■ Text excerpt
○ ○ ○ ○

Skill	What it covers
`promql`	Write, validate, and optimise PromQL for Prometheus and Grafana Cloud Metrics - rates, label aggregation, histogram quantiles, recording rules, and cardinality/perf debugging.
`dashboarding`	Create, modify, and organise Grafana dashboards - panels, template variables, transformations, thresholds, annotations, dashboard linking, and JSON export.

Tools

The agent exposes five purpose-built tools plus the read built-in from the ADK:

Tool	Target	Purpose	Key parameters
`discover_metrics`	Prometheus	List available metrics from a Prometheus endpoint, with optional filtering.	`prometheus_url` (required), `name_pattern`, `metric_type` (`counter`/`gauge`/`histogram`/`summary`)
`generate_promql_queries`	Prometheus	Suggest PromQL queries for given metric names by reading Prometheus metadata.	`prometheus_url` (required), `metric_names` (required)
`validate_promql_query`	Prometheus	Validate a PromQL query against a Prometheus server before it lands in a panel.	`prometheus_url` (required), `query` (required)
`create_dashboard`	Grafana	Compose a Grafana dashboard from panels, queries, variables, and a time range.	`dashboard_title` (required), `panels` (required), `description`, `grafana_url`, `deploy`, `tags`, `time_range`, `refresh_interval`, `variables`
`deploy_dashboard`	Grafana	Deploy a complete dashboard JSON to Grafana (Cloud or self-hosted).	`dashboard_json` (required), `grafana_url`, `folder_uid`, `overwrite`, `message`
`read`	built-in	Read a file from disk; used to load a skill's `SKILL.md` body on demand.	`file_path`, `offset`, `limit`

The five Grafana/PromQL tools are implemented in Go in the agent itself and backed by two internal services; read is provided by the ADK runtime.

Services and runtime

Internally the agent wires two services (declared under spec.services in agent.yaml) that back the tools:

Grafana service (NewGrafanaService) - talks to the Grafana HTTP API to create and deploy dashboards. Used by create_dashboard and deploy_dashboard.
PromQL service (NewPromQLService) - builds and validates Prometheus queries and reads metric metadata. Used by discover_metrics, generate_promql_queries, and validate_promql_query.

The agent itself is a single Go binary (grafana-agent): grafana-agent start boots the A2A server on port 8080, and --help / --version behave as expected. A multi-stage Dockerfile and the ghcr.io/inference-gateway/grafana-agent image are provided. It exposes the standard A2A endpoints: GET /.well-known/agent-card.json, GET /health, and POST /a2a.

External dependencies

Dependency	Why it's needed	How it's configured
LLM endpoint	Drives the agent's reasoning over an OpenAI-compatible chat-completions API.	Point at the Inference Gateway (recommended) via the `A2A_AGENT_CLIENT_*` vars.

○ ○ ○ ○

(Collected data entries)
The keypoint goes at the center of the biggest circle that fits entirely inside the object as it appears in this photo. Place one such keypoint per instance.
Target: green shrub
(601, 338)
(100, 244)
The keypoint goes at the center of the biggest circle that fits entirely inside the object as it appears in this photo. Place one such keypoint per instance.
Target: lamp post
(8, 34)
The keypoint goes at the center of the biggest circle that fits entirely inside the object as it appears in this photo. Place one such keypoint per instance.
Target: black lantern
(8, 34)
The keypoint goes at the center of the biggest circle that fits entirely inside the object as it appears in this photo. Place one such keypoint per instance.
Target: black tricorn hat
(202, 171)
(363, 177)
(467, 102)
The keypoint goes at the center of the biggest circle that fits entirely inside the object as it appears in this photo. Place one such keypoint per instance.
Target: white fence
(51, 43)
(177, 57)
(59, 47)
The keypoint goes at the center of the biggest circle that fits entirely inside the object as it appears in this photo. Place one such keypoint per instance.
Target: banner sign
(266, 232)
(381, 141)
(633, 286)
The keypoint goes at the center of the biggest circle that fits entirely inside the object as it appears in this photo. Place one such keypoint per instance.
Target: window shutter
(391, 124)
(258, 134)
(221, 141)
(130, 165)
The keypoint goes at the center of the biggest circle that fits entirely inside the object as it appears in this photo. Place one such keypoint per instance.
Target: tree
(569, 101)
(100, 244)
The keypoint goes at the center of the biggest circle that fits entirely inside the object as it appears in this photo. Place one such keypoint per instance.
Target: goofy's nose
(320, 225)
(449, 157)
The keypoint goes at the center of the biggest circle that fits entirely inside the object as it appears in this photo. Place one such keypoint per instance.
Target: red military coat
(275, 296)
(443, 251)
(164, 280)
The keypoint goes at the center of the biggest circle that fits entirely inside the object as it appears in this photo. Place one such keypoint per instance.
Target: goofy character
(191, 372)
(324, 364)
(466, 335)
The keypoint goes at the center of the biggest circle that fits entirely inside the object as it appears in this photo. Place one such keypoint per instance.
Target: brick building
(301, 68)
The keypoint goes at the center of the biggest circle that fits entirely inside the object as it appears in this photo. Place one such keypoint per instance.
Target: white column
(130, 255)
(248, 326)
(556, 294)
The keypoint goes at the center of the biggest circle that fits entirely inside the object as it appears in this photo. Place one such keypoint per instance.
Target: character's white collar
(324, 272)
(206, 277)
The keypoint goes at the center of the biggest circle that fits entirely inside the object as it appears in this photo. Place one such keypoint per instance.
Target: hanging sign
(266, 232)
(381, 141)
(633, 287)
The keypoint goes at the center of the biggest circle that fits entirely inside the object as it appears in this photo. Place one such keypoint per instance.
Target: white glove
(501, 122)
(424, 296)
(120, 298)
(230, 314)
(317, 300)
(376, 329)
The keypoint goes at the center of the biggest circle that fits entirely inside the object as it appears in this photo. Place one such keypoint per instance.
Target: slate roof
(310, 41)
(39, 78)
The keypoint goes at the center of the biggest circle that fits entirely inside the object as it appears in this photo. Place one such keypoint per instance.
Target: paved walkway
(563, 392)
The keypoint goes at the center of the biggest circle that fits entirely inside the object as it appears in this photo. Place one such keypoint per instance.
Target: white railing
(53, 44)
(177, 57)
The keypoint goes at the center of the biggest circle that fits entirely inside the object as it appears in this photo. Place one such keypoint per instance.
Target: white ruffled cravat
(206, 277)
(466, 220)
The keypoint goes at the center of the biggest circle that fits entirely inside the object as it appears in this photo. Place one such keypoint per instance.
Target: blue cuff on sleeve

○ ○ ○ ○

■ Problem requirements
From the Grafana agent text, set down every word between "Grafana service (NewGrafanaService)" and "generate_promql_queries, and validate_promql_query.", inclusive, without changing anything.

■ Response area
Grafana service (NewGrafanaService) - talks to the Grafana HTTP API to create and deploy dashboards. Used by create_dashboard and deploy_dashboard.
PromQL service (NewPromQLService) - builds and validates Prometheus queries and reads metric metadata. Used by discover_metrics, generate_promql_queries, and validate_promql_query.